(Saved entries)
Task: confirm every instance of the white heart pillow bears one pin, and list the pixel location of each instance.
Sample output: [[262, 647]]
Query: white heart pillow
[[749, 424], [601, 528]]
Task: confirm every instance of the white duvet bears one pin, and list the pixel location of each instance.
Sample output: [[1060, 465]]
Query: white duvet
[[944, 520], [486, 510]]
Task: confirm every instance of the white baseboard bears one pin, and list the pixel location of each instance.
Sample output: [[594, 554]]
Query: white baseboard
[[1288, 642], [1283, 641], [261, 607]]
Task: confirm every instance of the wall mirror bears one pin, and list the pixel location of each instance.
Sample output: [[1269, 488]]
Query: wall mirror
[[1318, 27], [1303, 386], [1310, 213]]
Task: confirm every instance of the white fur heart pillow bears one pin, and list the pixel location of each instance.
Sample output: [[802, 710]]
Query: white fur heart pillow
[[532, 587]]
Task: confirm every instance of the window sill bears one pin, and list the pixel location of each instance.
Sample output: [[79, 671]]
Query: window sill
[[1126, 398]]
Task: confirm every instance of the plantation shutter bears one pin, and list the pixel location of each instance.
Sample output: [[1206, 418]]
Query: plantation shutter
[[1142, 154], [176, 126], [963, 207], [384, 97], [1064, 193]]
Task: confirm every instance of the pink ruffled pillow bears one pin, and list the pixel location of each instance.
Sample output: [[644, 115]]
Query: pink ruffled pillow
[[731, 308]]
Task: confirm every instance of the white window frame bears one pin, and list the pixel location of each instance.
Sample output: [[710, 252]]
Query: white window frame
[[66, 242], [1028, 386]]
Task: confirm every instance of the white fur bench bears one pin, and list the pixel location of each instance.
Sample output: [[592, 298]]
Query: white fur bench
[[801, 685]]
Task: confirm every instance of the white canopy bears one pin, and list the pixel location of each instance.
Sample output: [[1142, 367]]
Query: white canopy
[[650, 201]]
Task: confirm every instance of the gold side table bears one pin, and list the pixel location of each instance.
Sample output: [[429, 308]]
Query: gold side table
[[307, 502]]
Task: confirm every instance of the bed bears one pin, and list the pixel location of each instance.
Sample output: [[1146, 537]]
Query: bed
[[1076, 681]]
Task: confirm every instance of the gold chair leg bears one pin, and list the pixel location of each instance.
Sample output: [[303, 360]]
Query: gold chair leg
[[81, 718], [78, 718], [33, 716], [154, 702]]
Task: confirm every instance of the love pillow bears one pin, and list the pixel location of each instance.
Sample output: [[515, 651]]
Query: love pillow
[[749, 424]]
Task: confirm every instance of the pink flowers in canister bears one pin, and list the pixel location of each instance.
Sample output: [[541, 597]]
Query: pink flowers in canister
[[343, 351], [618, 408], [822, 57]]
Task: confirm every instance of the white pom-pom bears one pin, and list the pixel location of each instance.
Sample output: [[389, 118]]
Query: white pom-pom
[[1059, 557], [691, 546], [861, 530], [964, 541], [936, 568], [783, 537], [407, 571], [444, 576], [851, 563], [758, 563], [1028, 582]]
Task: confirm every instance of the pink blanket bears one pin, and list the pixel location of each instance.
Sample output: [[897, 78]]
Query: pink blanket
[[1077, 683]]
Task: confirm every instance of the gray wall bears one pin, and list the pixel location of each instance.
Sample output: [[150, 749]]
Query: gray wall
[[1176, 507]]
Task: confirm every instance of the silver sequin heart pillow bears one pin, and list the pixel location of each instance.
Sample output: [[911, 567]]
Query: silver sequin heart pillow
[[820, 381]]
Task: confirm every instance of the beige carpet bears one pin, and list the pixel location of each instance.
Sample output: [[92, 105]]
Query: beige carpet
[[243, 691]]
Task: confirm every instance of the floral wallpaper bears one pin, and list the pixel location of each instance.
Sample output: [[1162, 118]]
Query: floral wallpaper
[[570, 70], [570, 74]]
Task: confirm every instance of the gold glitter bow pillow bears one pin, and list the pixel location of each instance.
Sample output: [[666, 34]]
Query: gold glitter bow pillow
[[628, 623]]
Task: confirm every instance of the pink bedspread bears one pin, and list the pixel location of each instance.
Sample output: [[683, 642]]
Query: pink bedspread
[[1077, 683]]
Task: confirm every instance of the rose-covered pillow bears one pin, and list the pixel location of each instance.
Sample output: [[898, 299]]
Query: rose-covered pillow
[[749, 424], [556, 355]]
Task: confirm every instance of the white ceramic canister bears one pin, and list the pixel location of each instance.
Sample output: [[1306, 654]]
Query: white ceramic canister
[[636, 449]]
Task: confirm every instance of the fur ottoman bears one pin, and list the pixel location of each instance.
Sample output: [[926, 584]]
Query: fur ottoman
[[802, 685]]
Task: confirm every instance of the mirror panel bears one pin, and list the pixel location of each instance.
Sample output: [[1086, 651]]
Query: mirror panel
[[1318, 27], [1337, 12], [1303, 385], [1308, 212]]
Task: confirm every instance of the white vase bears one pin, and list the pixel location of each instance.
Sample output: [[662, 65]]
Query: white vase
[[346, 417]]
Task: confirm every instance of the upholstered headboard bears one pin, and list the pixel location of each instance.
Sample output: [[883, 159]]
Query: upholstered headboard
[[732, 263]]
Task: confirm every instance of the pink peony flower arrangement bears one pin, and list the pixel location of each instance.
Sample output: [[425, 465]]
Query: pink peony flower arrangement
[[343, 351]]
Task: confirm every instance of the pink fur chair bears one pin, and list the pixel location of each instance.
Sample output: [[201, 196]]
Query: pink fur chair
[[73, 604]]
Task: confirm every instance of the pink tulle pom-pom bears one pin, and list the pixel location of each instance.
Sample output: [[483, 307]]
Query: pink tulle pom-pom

> **WHAT THE EXERCISE ASKS**
Reproduce all the items above, substituting "pixel position" for every occurrence of "pixel location" and keeping everything else unchanged.

> **RESPONSE**
Task: confirm every instance of the white heart pillow bears one pin, and list the pixel position of each instance.
Sample output: [[262, 647]]
Query: white heart pillow
[[749, 424], [601, 528]]
Task: confirm every instance of the white duvet bears one pin, and list the pixel position of each instance.
Sample output: [[1060, 465]]
Query: white duvet
[[944, 520], [486, 510]]
Task: confirm every instance of the white baseboard bears one pin, and list the pixel position of each instance.
Sample output: [[594, 554]]
Query: white baseboard
[[1288, 642], [1283, 641], [261, 607]]
Task: confirm every instance of the wall mirror bears one pin, and list the pixel position of each instance.
Sample output: [[1269, 488]]
Query: wall mirror
[[1318, 27], [1303, 386], [1310, 213]]
Task: confirm every instance of the white fur heart pillow bears one pin, and list the pixel position of each instance.
Sample output: [[802, 710]]
Query: white fur heart pillow
[[532, 587]]
Task: confirm every instance of the window sill bears one pin, and list the pixel position of each instance.
Sample output: [[79, 671]]
Query: window sill
[[1126, 398]]
Task: confirm every instance of the plantation shutter bears one pin, and list the pixel position of each instance.
Sample output: [[1206, 418]]
Query: plantation shutter
[[1142, 154], [176, 126], [963, 207], [384, 97], [1064, 193]]
Task: confirm every instance of the pink ruffled pillow bears one pin, and list the pixel position of each instance.
Sample output: [[644, 115]]
Query: pink ruffled pillow
[[731, 308]]
Task: confirm every instance of the white window frame bears one pin, and list the pixel position of each instance.
Sample output: [[710, 252]]
Query: white window frame
[[66, 242], [1028, 386]]
Task: confirm every instance of the white fur bench bears one pin, and list the pixel position of each instance.
Sample output: [[592, 298]]
Query: white fur bench
[[801, 685]]
Task: confirm every instance of the white canopy bears one pin, and list the pixel position of each instance.
Sample output: [[1142, 367]]
Query: white canopy
[[650, 201]]
Task: confirm every instance of the gold side table bears one pin, and list the pixel position of each instance.
Sample output: [[429, 308]]
Query: gold side table
[[307, 502]]
Task: confirm every instance of the bed bears one pin, and list the pixel position of each instance.
Sample output: [[1146, 537]]
Query: bed
[[1076, 681]]
Task: confirm every instance of the gold chair leg bears one pin, and list the pixel position of each instance.
Sample output: [[303, 360]]
Query: gold chair leg
[[81, 718], [78, 718], [33, 716], [154, 702]]
Task: confirm every instance of the love pillow bears one pin, and list the pixel position of each instance.
Sample output: [[515, 651]]
Query: love pillow
[[749, 424]]
Task: confirm every instance of the pink flowers in canister bears one pin, and list the pixel position of each instance.
Sample output: [[541, 597]]
Query: pink flowers in canister
[[343, 351], [618, 408], [822, 57]]
Task: confirm every instance of the white pom-pom bears one pin, and list the pixel position of each instance.
Sample output: [[389, 118]]
Query: white pom-pom
[[1059, 557], [691, 546], [861, 530], [964, 541], [936, 568], [783, 537], [407, 571], [444, 576], [851, 563], [758, 563], [1028, 582]]
Task: confirm every instance of the pink blanket bears one pin, and list the pixel position of each instance.
Sample output: [[897, 78]]
Query: pink blanket
[[1077, 683]]
Task: confirm every instance of the gray wall bears one pin, and list the pixel position of each instance.
Sample output: [[150, 749]]
Query: gray wall
[[1176, 507]]
Task: confirm every instance of the silver sequin heart pillow bears one pin, and list the pixel position of each instance.
Sample output: [[911, 567]]
Query: silver sequin heart pillow
[[820, 381]]
Task: confirm every instance of the beige carpet bears one pin, and list the pixel position of each instance.
Sample output: [[92, 105]]
Query: beige carpet
[[243, 691]]
Task: confirm every instance of the floral wallpaper bears one pin, and list the pixel position of each instance.
Sample output: [[1162, 118]]
Query: floral wallpaper
[[570, 70], [570, 74]]
Task: confirm every instance of the gold glitter bow pillow bears one pin, and list the pixel position of each instance.
Sample output: [[666, 34]]
Query: gold glitter bow pillow
[[628, 623]]
Task: confirm every instance of the pink bedspread bears one pin, and list the pixel position of each instance.
Sample output: [[683, 642]]
Query: pink bedspread
[[1077, 683]]
Task: confirm every instance of the rose-covered pillow bears one pin, and list the pixel position of each instance.
Sample output: [[898, 299]]
Query: rose-covered pillow
[[749, 424], [556, 355]]
Task: confirm every instance of the white ceramic canister bears one pin, and list the pixel position of each instance.
Sample output: [[1306, 654]]
Query: white ceramic canister
[[636, 449]]
Task: confirm every instance of the fur ottoman bears one pin, and list the pixel position of each instance.
Sample output: [[926, 584]]
Query: fur ottoman
[[802, 685]]
Task: confirm every instance of the mirror panel bears one pin, and list the pixel position of each instance.
Sample output: [[1086, 651]]
Query: mirror panel
[[1318, 27], [1337, 12], [1303, 385], [1308, 212]]
Task: confirm every instance of the white vase bears one pin, and list the pixel position of each instance.
Sample output: [[662, 65]]
Query: white vase
[[346, 417]]
Task: confirm every instance of the upholstered headboard bears one pin, and list the pixel position of each instance.
Sample output: [[883, 159]]
Query: upholstered headboard
[[732, 263]]
Task: confirm every instance of the pink peony flower arrangement bears one pin, and list the pixel position of each instance.
Sample output: [[425, 465]]
Query: pink peony flower arrangement
[[343, 351]]
Task: confirm every instance of the pink fur chair bears one pin, and list the pixel position of each instance.
Sample output: [[201, 196]]
Query: pink fur chair
[[73, 604]]
Task: confirm every instance of the pink tulle pom-pom bears one pin, and list the pixel position of each instance.
Sample output: [[483, 307]]
Query: pink tulle pom-pom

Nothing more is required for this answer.